» Tarea 1
Según el texto sobre los padres hospitalizados, ¿por qué la frase «Qué par de guerreros» causaba molestia a quien narra? Responde en una a tres oraciones.
» Tarea 2
En el texto sobre los padres hospitalizados, ¿cuándo estuvieron ambos internados al mismo tiempo?
» Tarea 3
Continúa el texto sobre los padres hospitalizados a partir de su última oración.

» Texto proporcionado

- - - - - - -

La clave es pensar antes de hablar. Y sentir. Y observar. Y ponerse en el lugar del otro. En últimas, hablar desde la empatía y la compasión.
De guerreros y batallas
A inicios de 2021 tuve a mis dos padres hospitalizados al mismo tiempo con neumonías causadas por Covid-19. Se complicaron por la edad de él y la diabetes de ella. Recuerdo verlos a ambos ahogados, tosiendo, confundidos, y a mi padre incluso sufriendo de un delirio intrahospitalario que hacía pensar en el peor desenlace. Mientras la enfermedad se eternizaba, recuerdo las decenas de llamadas bienintencionadas de amigos y familiares. En cada una de ellas volvía a aparecer una idea que me causaba una genuina molestia: Qué par de guerreros.
¿De qué guerreros me hablaban? Todo lo que podía ver era un par de cuerpos a la deriva, sumidos en un trance, faltos de aire, postrados en unas camas. En el caso de mi padre, mucho peor que el de mi madre, solo de vez en cuando podía entrever algo de humanidad: el rostro despierto de un hombre que vivía la confusa dicha de seguir aquí y el terror de saber que el calvario no había terminado. Si él era un guerrero, era uno caído en desgracia, al filo de la derrota. La frase, tantas veces reiterada, sólo incrementaba la sensación de impotencia que me producía estar frente a una desgracia contra la que parecía que ya no quedaba nada más que hacer.

- - - - - - -

» Información mostrada
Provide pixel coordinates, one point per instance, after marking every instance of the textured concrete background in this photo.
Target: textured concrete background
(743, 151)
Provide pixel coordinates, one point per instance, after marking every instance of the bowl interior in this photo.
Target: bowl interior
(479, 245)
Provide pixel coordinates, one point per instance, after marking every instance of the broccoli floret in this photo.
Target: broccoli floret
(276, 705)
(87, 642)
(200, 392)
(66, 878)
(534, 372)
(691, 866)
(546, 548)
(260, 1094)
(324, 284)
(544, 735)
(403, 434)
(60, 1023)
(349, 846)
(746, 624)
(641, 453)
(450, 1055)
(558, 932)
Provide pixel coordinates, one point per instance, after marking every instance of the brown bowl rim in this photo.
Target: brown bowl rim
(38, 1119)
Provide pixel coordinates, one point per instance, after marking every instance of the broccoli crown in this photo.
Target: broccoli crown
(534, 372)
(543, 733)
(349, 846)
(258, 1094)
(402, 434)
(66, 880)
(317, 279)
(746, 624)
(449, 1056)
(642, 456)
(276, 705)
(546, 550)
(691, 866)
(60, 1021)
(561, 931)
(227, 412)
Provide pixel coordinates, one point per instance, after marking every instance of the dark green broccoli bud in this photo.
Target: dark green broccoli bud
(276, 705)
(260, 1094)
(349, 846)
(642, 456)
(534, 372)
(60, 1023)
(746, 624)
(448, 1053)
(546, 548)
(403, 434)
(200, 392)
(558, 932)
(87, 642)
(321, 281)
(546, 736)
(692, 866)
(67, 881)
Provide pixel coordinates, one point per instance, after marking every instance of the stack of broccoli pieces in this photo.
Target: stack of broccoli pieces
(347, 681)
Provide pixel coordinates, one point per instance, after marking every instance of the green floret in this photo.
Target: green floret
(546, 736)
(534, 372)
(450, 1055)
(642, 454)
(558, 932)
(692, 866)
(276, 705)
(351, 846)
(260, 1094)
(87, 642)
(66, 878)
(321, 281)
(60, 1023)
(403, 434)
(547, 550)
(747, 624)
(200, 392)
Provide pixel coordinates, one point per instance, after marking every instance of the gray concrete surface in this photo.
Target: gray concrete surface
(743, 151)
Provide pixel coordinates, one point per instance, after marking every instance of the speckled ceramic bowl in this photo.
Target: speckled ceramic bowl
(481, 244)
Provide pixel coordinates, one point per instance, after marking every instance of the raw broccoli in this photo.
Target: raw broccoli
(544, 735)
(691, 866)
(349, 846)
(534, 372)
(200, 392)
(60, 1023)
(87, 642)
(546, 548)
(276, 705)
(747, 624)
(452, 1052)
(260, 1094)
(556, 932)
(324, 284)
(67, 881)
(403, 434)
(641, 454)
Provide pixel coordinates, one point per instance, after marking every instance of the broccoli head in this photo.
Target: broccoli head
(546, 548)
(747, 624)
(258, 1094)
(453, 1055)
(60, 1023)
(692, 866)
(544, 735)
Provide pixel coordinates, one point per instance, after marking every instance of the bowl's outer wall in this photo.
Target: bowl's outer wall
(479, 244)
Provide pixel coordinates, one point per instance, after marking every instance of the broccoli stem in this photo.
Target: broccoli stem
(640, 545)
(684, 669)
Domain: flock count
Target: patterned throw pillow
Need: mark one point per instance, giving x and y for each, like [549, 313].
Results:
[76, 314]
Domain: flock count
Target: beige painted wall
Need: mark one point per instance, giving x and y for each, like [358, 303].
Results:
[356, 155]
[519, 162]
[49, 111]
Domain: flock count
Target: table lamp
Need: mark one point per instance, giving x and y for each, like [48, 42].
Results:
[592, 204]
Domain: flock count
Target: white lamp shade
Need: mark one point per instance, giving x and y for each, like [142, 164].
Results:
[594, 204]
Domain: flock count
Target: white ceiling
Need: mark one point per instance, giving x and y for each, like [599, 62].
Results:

- - - - - - -

» Tu respuesta 1
Causaba molestia porque en sus padres no veía guerreros, sino cuerpos a la deriva, faltos de aire y postrados en unas camas, y si el padre era un guerrero, era uno al filo de la derrota. Además, la frase repetida solo aumentaba su sensación de impotencia ante una desgracia contra la que ya no parecía quedar nada por hacer.

» Tu respuesta 2
A inicios de 2021.

» Tu respuesta 3
Son muchas las veces en que las frases de otros nos quieren ayudar, pero nos pesan, nos duelen. Dan la sensación de que esas personas cercanas desconocen nuestra situación, ideas y emociones.
Pero una tarde, un primo envió una nota de voz que fue capaz de sacar a mi padre de su agonía y lo hizo sonreír por un instante: Tío, me cuenta Jorge que ahí vamos poco a poco. Me alegra. Le cuento que de allá tiene que salir, porque una botellita de whisky lo está esperando acá, para que tan pronto se mejore, venga y nos la tomemos todos juntos para celebrar. Recuerdo cómo le cambió la expresión: por unos segundos, papá sonrió, fue el de siempre. Desde entonces no he podido dejar de pensar en lo poco que sabemos expresarnos y acercarnos a quienes atraviesan una enfermedad o han perdido a alguien. ¿Qué es lo que no hemos entendido?
El peso de los diagnósticos
Anne Boyer es una poeta norteamericana que ganó el premio Pulitzer en 2020 por su libro Desmorir, la crónica personal de su cáncer y el tratamiento que siguió. Su testimonio es impresionante porque recoge todos los detalles que la lúcida mirada de una poeta podría ofrecer de una experiencia como esta. Y entre las muy variadas e impactantes reflexiones que comparte en su libro hay una que llamó poderosamente mi atención. Boyer cuenta que hubo un cambio no relacionado con su cuerpo, sino con sus relaciones en el momento en el que llegó su diagnóstico: su cáncer opacó por completo su vida y ocupó el lugar de su identidad en la mayoría de contactos que sostuvo en adelante con amigos y familiares.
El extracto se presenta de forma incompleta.